#### [PROBLEM REQUIREMENTS]
Your reply should consist of the listing, copied exactly.

#### [STUDY MATERIAL]
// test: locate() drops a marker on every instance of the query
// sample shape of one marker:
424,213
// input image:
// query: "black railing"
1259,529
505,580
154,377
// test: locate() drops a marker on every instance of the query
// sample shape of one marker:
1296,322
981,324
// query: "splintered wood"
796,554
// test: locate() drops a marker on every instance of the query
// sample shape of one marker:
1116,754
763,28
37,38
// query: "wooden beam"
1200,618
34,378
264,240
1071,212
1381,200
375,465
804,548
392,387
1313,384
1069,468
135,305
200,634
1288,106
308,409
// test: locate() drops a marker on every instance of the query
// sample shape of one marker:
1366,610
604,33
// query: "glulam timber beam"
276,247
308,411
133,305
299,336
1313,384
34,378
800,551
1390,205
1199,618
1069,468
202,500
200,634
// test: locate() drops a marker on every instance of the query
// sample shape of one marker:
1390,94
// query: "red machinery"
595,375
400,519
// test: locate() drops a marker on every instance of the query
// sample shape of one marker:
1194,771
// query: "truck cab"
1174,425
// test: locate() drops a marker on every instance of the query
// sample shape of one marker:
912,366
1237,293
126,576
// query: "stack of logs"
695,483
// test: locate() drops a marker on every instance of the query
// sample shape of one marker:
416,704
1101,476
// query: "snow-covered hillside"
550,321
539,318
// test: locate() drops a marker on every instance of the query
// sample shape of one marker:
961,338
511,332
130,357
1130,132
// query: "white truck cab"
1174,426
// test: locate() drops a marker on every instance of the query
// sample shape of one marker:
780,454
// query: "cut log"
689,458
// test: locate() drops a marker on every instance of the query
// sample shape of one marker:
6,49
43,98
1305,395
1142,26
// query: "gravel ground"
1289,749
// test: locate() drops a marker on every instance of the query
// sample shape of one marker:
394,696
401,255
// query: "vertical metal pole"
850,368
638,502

#### [RESULT FOR THIS TASK]
// test: locate() drops a marker on every instance of the query
// sample shape of one marker:
424,213
// input image:
// query: "black railing"
1259,529
505,580
154,377
// test: locate() drops a marker on every instance of the query
// sample shape of one marker:
1296,322
981,324
// query: "splintered wood"
796,554
// test: locate() drops a marker on every instance of the query
// sample shape of one marker:
1116,754
763,28
37,38
// query: "wooden beam"
1200,618
34,378
264,240
1071,212
1381,200
375,465
804,548
392,387
1313,384
1069,468
135,305
200,634
1288,106
308,409
// test: locate() drops a marker on every instance of the query
// sample shape of one marker:
1366,610
604,33
// query: "glulam timber beam"
276,247
308,411
133,305
299,336
1313,384
34,378
800,551
1390,205
1199,618
1069,468
202,500
200,634
// test: locate() drops a marker on every instance of the query
// sample shape of one marker:
1390,94
// query: "red machinery"
595,375
400,519
// test: locate() drops a marker on every instance of the query
// sample shape of one marker:
1194,771
// query: "truck cab"
1174,425
// test: locate() drops a marker on every instance of the query
// sample shape of one marker:
912,366
1237,293
126,576
// query: "stack of logs"
695,483
// test: locate() drops a marker on every instance of the query
// sample shape of one marker:
416,704
1101,476
// query: "snow-covered hillside"
550,321
539,318
// test: locate() drops a marker on every instance of the query
// sample shape of one marker:
961,338
511,332
130,357
1130,132
// query: "white truck cab"
1174,426
// test: locate() drops a marker on every instance of the query
// sample shape of one marker:
780,454
// query: "cut log"
689,458
// test: locate() drops a marker on every instance of the query
// sample shape of one marker:
6,49
43,98
1305,395
1142,26
// query: "gravel ground"
1289,749
// test: locate() drops a marker on every instance of the query
// sample shape of one marker:
394,696
401,255
// query: "vertical metal pole"
850,368
638,502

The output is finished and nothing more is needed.